Put every line of the data below into a JSON list of strings, one string per line, with blank lines skipped. Leave the pictures out of your answer.

RECORDS TO PROCESS —
====================
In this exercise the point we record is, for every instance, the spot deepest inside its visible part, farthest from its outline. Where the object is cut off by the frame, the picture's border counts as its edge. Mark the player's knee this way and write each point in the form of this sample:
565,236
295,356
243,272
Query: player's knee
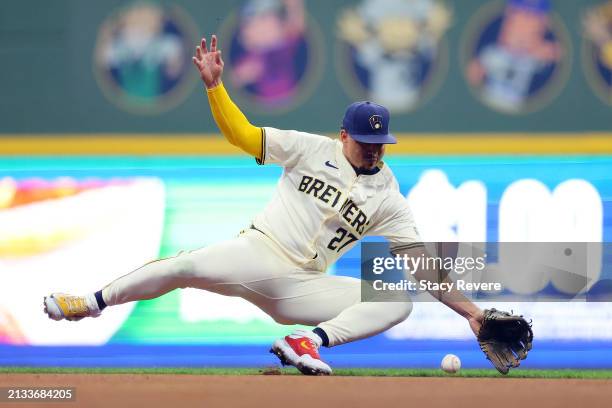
183,268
====================
COMPLETED TASK —
[
  "In this exercise the point we record is, for every instance, the spot deepest inside its visible part, farthest from its outline. Where the object is cut off by the frame, the picture's border counts as its edge. Mark the player's knee this way and write each point in the form of this sample:",
  "565,236",
  "295,356",
  "243,272",
  "Query: player's knee",
  "183,268"
]